* Work instruction *
Copy out the smFRET dye placement abstract below word for word, start to finish.

* Text block *
● ● ●
Maximizing dynamical systems information embedded in experimental observables of molecules through statistical learning enabled Takens reconstruction

Single molecule Forster Resonance Energy Transfer (smFRET) allows experimentalists to track changes in molecular conformations over time by tagging the molecule with two or more fluorescent probes whose emissivities correspond to inter-probe distances. While experiments of molecular dynamics are restricted to scalar time series, dye placement choice allows for the tuning of the intramolecular distance observable recorded. Takens' Delay Embedding Theorem guarantees that there exists a bijective Jacobian between manifolds embedding the full dimensional dynamics of a system and a time delayed embedding of scalar observables of that system under some minor technical conditions. The theorem is silent on the question of observable choice leading to the question of which dye placement choices maximally embed system dynamics. We combine Takens' Theorem, manifold learning, nonlinear mapping techniques and statistical mechanics to obtain mappings from experimental observation space to reconstructions of atomic coordinates using molecular dynamics training data. In previous work, we have reconstructed the mini-proteins Chignolin and Villin to accuracies better than 0.4 nm from synthetic noisy and time averaged trajectories generated from molecular dynamics simulations using single variate head to tail molecular distances. In this work, we expand this Single-molecule TAkens Reconstruction (STAR) technique to use synthetic multivariate data streams corresponding to a 3 dye multichannel smFRET system generated from molecular dynamics simulations of the mini-protein Villin to learn optimal dye placement to maximize information embedded in experiments. This work not only shows how dye placement can optimize reconstructed trajectories via STAR but in principle also suggests correct dye placement to enhance performance of standard smFRET analysis protocols such as Hidden Markov Models for identifying conformational states.
● ● ●
* Extracted material *
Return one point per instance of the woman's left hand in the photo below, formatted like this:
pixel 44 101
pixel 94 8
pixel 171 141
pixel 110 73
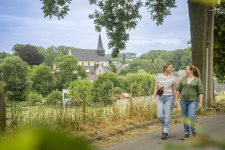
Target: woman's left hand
pixel 199 105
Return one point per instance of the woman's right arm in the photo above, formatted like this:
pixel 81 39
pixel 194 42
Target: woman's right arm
pixel 155 92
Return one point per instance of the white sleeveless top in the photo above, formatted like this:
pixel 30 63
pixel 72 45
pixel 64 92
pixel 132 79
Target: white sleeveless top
pixel 168 88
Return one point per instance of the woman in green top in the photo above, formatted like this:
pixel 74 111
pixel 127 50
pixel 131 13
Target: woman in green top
pixel 191 90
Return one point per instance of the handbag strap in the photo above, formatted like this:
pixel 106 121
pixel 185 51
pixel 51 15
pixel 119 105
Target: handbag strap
pixel 167 80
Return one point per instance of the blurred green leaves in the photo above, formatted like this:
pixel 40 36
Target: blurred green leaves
pixel 42 138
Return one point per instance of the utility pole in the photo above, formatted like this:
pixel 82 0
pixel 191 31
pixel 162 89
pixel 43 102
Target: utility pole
● ● ●
* Task result *
Maximizing dynamical systems information embedded in experimental observables of molecules through statistical learning enabled Takens reconstruction

Single molecule Forster Resonance Energy Transfer (smFRET) allows experimentalists to track changes in molecular conformations over time by tagging the molecule with two or more fluorescent probes whose emissivities correspond to inter-probe distances. While experiments of molecular dynamics are restricted to scalar time series, dye placement choice allows for the tuning of the intramolecular distance observable recorded. Takens' Delay Embedding Theorem guarantees that there exists a bijective Jacobian between manifolds embedding the full dimensional dynamics of a system and a time delayed embedding of scalar observables of that system under some minor technical conditions. The theorem is silent on the question of observable choice leading to the question of which dye placement choices maximally embed system dynamics. We combine Takens' Theorem, manifold learning, nonlinear mapping techniques and statistical mechanics to obtain mappings from experimental observation space to reconstructions of atomic coordinates using molecular dynamics training data. In previous work, we have reconstructed the mini-proteins Chignolin and Villin to accuracies better than 0.4 nm from synthetic noisy and time averaged trajectories generated from molecular dynamics simulations using single variate head to tail molecular distances. In this work, we expand this Single-molecule TAkens Reconstruction (STAR) technique to use synthetic multivariate data streams corresponding to a 3 dye multichannel smFRET system generated from molecular dynamics simulations of the mini-protein Villin to learn optimal dye placement to maximize information embedded in experiments. This work not only shows how dye placement can optimize reconstructed trajectories via STAR but in principle also suggests correct dye placement to enhance performance of standard smFRET analysis protocols such as Hidden Markov Models for identifying conformational states.